**Exercise aim:** Return exactly the lines from the "pixel 11 154" line through the last line of the entries below. Include no pictures.

(Point-per-instance localization data)
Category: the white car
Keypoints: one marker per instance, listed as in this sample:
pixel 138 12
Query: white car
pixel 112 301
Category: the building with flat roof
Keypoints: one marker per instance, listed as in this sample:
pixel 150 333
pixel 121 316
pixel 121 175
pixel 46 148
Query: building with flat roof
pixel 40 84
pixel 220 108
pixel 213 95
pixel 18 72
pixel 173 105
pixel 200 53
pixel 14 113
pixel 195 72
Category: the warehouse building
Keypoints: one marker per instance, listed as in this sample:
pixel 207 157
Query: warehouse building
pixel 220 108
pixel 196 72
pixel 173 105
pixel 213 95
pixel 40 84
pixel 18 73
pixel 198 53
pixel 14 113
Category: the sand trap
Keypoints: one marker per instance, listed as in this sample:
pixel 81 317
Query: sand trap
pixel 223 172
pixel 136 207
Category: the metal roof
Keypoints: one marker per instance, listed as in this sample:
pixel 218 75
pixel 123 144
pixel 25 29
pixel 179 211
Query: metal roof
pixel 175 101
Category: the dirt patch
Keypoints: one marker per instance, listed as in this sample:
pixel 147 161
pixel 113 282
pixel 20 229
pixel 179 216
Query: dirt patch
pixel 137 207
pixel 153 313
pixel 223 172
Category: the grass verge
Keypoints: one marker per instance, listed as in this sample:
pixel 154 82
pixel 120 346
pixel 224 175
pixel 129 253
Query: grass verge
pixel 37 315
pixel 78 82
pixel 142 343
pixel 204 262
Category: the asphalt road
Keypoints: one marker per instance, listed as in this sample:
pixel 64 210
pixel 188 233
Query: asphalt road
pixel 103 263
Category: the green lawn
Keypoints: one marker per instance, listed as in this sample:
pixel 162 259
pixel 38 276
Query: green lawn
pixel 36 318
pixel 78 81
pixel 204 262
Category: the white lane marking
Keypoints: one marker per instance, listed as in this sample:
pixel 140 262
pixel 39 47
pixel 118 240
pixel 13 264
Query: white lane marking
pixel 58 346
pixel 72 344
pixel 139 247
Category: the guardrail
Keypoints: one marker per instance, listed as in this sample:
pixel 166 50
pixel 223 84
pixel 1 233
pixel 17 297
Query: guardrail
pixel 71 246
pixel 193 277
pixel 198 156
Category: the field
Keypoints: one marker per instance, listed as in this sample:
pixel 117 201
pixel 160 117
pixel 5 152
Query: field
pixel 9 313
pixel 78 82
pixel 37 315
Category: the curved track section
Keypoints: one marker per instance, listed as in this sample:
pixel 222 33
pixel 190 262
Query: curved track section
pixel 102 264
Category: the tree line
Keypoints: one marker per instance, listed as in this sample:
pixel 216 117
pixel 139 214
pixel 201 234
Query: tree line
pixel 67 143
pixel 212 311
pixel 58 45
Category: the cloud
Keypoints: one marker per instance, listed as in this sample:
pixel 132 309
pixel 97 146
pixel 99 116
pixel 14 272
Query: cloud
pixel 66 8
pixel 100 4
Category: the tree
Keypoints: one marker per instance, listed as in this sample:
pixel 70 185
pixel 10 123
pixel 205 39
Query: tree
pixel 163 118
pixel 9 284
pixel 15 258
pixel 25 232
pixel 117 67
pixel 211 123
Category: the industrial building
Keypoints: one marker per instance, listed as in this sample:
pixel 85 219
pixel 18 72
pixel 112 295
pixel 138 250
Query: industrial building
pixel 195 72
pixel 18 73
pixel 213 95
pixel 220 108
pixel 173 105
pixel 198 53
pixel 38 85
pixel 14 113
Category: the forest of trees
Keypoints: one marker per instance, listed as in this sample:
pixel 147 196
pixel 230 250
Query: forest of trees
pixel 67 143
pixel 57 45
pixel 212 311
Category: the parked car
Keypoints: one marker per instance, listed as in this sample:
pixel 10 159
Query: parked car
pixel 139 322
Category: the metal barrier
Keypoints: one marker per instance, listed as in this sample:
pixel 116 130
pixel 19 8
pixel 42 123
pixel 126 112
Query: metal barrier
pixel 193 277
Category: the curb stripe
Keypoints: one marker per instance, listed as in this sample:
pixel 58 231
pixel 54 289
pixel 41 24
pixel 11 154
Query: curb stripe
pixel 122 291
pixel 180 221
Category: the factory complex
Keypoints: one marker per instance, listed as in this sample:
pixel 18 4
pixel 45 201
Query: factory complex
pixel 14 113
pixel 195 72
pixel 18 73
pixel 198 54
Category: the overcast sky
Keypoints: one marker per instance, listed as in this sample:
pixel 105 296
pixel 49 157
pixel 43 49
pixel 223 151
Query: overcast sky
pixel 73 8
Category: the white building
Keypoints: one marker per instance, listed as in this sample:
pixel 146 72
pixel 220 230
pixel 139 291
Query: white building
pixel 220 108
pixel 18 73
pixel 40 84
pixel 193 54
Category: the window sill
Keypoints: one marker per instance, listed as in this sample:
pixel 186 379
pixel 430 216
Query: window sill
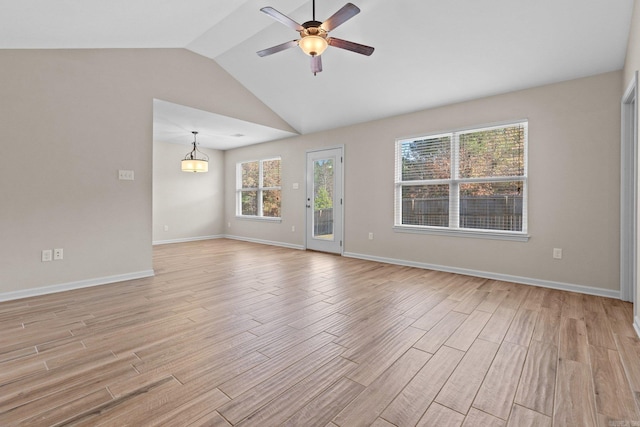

**Answer area:**
pixel 11 154
Query: curb stripe
pixel 122 291
pixel 180 221
Category: the factory complex
Keypoints: one marker per instance, listed as in this sample:
pixel 18 4
pixel 45 201
Query: factory complex
pixel 14 113
pixel 195 72
pixel 18 73
pixel 198 54
Category: the overcast sky
Keypoints: one marker per instance, listed as in this sample:
pixel 105 296
pixel 49 157
pixel 43 49
pixel 223 151
Query: overcast sky
pixel 73 8
Category: the white building
Keypoints: one marker per instance, listed as in this sample:
pixel 146 72
pixel 220 230
pixel 139 291
Query: white building
pixel 220 108
pixel 18 73
pixel 40 84
pixel 193 54
Category: the window sill
Keypoints: one marker per instance, listed as in this sample:
pixel 186 379
pixel 430 216
Query: window sill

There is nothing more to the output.